▸ SET TASK: Extract every line of the data below and reproduce each one verbatim, in order.

▸ RECORDS PROVIDED:
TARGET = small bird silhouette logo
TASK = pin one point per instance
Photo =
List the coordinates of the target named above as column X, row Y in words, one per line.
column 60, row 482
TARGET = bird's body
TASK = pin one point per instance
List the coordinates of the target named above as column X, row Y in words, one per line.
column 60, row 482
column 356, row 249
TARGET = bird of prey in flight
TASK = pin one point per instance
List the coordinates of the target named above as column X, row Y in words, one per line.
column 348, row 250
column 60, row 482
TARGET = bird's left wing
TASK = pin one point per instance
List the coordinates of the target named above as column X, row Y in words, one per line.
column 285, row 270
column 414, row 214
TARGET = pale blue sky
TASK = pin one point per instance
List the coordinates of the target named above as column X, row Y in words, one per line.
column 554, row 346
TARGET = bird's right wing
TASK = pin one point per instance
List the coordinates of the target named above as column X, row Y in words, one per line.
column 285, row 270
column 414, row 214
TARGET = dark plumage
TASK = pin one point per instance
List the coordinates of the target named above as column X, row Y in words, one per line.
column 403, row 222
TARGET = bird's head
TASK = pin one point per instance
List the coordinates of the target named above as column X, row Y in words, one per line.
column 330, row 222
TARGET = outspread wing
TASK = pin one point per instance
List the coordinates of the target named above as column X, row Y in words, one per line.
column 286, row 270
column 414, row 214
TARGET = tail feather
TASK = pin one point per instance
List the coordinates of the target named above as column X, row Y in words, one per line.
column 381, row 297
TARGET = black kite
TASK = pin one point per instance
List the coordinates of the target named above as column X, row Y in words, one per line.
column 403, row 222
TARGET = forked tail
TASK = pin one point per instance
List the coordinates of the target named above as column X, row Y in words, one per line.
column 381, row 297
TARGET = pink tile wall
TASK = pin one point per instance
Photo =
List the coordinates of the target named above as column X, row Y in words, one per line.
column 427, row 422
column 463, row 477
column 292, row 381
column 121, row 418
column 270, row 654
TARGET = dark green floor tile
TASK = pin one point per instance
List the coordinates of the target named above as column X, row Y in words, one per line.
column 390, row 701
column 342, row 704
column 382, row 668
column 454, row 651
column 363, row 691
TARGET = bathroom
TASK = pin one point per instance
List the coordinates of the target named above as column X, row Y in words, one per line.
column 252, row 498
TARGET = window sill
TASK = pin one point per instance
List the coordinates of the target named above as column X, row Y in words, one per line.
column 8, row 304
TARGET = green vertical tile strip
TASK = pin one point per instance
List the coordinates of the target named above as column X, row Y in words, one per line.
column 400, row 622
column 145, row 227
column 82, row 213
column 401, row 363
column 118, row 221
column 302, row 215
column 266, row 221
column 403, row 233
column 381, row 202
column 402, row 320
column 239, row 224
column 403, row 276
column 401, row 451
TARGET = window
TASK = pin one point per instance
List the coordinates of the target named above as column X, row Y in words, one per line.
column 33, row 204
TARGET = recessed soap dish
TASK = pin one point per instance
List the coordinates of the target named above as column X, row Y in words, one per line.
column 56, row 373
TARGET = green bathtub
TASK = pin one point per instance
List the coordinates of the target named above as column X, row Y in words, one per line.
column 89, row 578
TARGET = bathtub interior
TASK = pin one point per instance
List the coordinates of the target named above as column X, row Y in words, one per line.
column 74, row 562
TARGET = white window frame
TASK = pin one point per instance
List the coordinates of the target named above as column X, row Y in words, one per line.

▸ RESULT OF THE EXERCISE:
TARGET = small bird silhouette logo
TASK = pin one point per instance
Photo =
List the coordinates of the target named above as column X, row Y in words, one per line.
column 60, row 482
TARGET = bird's body
TASK = pin one point per instance
List the coordinates of the target named above as column X, row Y in words, one per line.
column 60, row 482
column 356, row 249
TARGET = bird of prey in flight
TASK = pin one point per instance
List the coordinates of the target named above as column X, row Y in words, one per line.
column 348, row 250
column 60, row 482
TARGET = bird's left wing
TASK = pin one point per instance
List the coordinates of the target named above as column X, row Y in words, one per line.
column 285, row 270
column 414, row 214
TARGET = pale blue sky
TASK = pin one point per instance
List the coordinates of the target named above as column X, row Y in words, one per line.
column 554, row 346
TARGET = bird's right wing
TASK = pin one point per instance
List the coordinates of the target named above as column X, row Y in words, one per line.
column 285, row 270
column 414, row 214
TARGET = dark plumage
TASK = pin one point per instance
List the coordinates of the target named above as column X, row Y in words, one per line.
column 403, row 222
TARGET = bird's head
TASK = pin one point per instance
List the coordinates of the target named above as column X, row Y in words, one per line.
column 330, row 222
TARGET = outspread wing
TASK = pin one point per instance
List the coordinates of the target named above as column X, row Y in words, one per line.
column 286, row 270
column 414, row 214
TARGET = tail feather
TASK = pin one point per instance
List the coordinates of the target named above as column X, row Y in words, one per line.
column 381, row 297
TARGET = black kite
TASK = pin one point per instance
List the coordinates of the target named above as column X, row Y in words, one per line.
column 403, row 222
TARGET = forked tail
TASK = pin one point per instance
List the coordinates of the target named above as column X, row Y in words, one per line.
column 381, row 297
TARGET = pink tile wall
TASK = pin one point per instance
Photo =
List the coordinates of the target named above as column X, row Y in words, one per line.
column 427, row 422
column 463, row 477
column 292, row 381
column 121, row 418
column 270, row 654
TARGET = dark green floor tile
TASK = pin one point per instance
List the coordinates of the target named above as column X, row Y in words, one per line.
column 390, row 701
column 342, row 704
column 382, row 668
column 454, row 651
column 363, row 691
TARGET = bathroom
TASK = pin one point per instance
List the coordinates of the target named above as column X, row Y in words, one per line.
column 252, row 498
TARGET = window sill
TASK = pin one point per instance
List the coordinates of the target named above as column X, row Y in words, one per line.
column 8, row 304
TARGET = green vertical tile strip
TASK = pin one point per instance
List the coordinates of the target named above as column X, row Y in words, one per line.
column 400, row 622
column 145, row 227
column 82, row 213
column 401, row 363
column 118, row 221
column 302, row 215
column 266, row 221
column 403, row 233
column 381, row 202
column 402, row 320
column 239, row 224
column 403, row 276
column 401, row 451
TARGET = window
TASK = pin one point per instance
List the coordinates of the target named above as column X, row Y in words, one per line.
column 33, row 204
TARGET = recessed soap dish
TASK = pin one point per instance
List the coordinates of the target named above as column X, row Y in words, one per line.
column 56, row 373
TARGET = green bathtub
TASK = pin one point per instance
List the coordinates of the target named above as column X, row Y in words, one per line.
column 89, row 578
TARGET = bathtub interior
TASK = pin one point per instance
List the coordinates of the target named above as column X, row Y in words, one per line.
column 74, row 562
TARGET = white window frame
TASK = pin one point per instance
List the coordinates of the target named above as column X, row Y in words, one per line.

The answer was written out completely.